LIST OF TASKS
[1] In the piece on till, until, and 'til, which of till and until is the older word?
[2] From the piece on till, until, and 'til, copy the passage that opens with the words containing "I'm pretty open" and closes with "can go there.".

SELECTED EXTRACT
"""
Grammar Girl says she regularly gets questions about the differences between till, until, and 'til, and how to use them.
I say: ????? And when exactly did this "'til" thing come about?
'Til is apparently in the process of becoming accepted (shudder), but it is a totally unnecessary word. I think I know what happened: somewhere along the line people began to assume that "till" (as they heard it pronounced, not necessarily as they spelled it) was an abbreviation for "until," and they couldn't figure out why you wouldn't spell that as 'til. But till and until are actually separate words that are synonymous. Yes, till is a noun meaning cash register and a verb meaning to work the ground (lesser known, it's also a noun meaning a glacial drift or a stiff clay), but its #1 function and definition in my dictionary is as a preposition meaning "up to the time of; before; until." Of the two words, till is actually older. Until came later. 'Til came, well, way, way later, and, I believe, under mistaken circumstances. We don't need it. We already have the one-syllable form till, which is not an abbreviation.
The Associated Press Stylebook recommends till or until, but not 'til. Bryan A. Garner, of LawProse calls 'til a "little virus," and his quotes of several other usage guides includes this: "'Til is a variant spelling used by those who think (incorrectly) that till is a clipped form."
I'm pretty open to changes in the English language. I'll go pretty far with verbing nouns, and I think "they" and "them" will become standard singular pronouns for a person of unknown gender within my lifetime. But 'til -- nah. It's going to be a long time till I can go there.
"""
RECORDS PROVIDED
"""
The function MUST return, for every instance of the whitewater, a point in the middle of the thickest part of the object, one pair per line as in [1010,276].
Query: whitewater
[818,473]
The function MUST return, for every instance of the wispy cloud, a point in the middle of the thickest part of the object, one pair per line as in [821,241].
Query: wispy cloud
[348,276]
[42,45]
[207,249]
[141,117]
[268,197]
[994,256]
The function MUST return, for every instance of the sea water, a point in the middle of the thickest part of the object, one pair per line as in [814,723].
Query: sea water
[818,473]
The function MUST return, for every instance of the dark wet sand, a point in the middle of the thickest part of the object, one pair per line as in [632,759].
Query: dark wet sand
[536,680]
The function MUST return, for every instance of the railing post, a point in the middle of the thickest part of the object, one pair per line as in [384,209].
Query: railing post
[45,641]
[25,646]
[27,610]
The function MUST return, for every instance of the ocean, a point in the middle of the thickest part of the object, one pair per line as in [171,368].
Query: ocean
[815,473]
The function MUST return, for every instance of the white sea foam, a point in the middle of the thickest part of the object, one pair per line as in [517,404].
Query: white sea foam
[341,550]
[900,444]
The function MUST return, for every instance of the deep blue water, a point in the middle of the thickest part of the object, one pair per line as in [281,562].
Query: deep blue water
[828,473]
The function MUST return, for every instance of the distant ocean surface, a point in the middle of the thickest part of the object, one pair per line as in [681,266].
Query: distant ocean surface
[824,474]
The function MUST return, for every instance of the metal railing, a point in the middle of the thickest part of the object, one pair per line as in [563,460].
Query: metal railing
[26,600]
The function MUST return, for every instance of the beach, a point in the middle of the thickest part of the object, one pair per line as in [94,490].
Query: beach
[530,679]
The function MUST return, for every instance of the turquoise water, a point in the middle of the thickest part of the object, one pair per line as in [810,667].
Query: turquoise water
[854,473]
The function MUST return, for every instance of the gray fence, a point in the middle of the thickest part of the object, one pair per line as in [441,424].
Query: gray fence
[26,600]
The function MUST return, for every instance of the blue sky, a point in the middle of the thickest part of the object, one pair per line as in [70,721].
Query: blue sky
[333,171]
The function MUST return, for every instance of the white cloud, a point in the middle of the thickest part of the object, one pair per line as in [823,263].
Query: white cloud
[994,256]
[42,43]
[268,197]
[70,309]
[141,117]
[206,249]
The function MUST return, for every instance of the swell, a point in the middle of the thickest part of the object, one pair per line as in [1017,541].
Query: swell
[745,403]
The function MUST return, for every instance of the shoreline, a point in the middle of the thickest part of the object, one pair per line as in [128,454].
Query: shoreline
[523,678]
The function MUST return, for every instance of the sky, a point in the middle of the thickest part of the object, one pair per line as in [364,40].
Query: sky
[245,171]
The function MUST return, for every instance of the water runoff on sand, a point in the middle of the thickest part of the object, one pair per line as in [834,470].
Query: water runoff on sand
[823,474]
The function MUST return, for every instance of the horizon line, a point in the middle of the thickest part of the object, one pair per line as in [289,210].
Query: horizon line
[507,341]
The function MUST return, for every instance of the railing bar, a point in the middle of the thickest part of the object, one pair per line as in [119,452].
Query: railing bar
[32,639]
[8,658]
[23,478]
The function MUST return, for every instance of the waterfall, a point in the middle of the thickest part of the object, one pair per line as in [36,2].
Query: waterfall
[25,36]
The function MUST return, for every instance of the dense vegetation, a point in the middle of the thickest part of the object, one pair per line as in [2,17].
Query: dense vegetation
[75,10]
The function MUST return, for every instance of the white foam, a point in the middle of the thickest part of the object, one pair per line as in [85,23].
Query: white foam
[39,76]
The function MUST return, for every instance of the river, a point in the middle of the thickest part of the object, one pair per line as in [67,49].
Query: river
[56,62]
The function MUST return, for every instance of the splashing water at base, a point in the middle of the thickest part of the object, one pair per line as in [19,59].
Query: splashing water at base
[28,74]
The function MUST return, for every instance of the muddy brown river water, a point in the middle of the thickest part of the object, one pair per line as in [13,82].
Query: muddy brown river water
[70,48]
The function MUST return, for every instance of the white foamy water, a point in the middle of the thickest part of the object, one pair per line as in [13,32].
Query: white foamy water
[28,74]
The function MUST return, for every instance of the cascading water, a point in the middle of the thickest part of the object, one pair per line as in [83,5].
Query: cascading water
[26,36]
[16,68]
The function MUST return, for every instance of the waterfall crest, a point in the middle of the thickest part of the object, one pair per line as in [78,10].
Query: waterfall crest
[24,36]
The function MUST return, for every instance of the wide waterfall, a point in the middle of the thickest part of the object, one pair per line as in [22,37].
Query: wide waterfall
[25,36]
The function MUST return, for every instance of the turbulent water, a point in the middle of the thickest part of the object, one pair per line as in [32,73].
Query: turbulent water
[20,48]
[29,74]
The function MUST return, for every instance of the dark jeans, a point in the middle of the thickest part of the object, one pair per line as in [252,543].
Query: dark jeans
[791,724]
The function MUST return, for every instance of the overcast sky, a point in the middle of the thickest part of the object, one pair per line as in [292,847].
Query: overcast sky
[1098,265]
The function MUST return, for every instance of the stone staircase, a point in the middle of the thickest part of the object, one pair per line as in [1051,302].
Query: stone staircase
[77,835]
"""
ANSWERS TO THIS EXERCISE
[1] Till

[2]
I'm pretty open to changes in the English language. I'll go pretty far with verbing nouns, and I think "they" and "them" will become standard singular pronouns for a person of unknown gender within my lifetime. But 'til -- nah. It's going to be a long time till I can go there.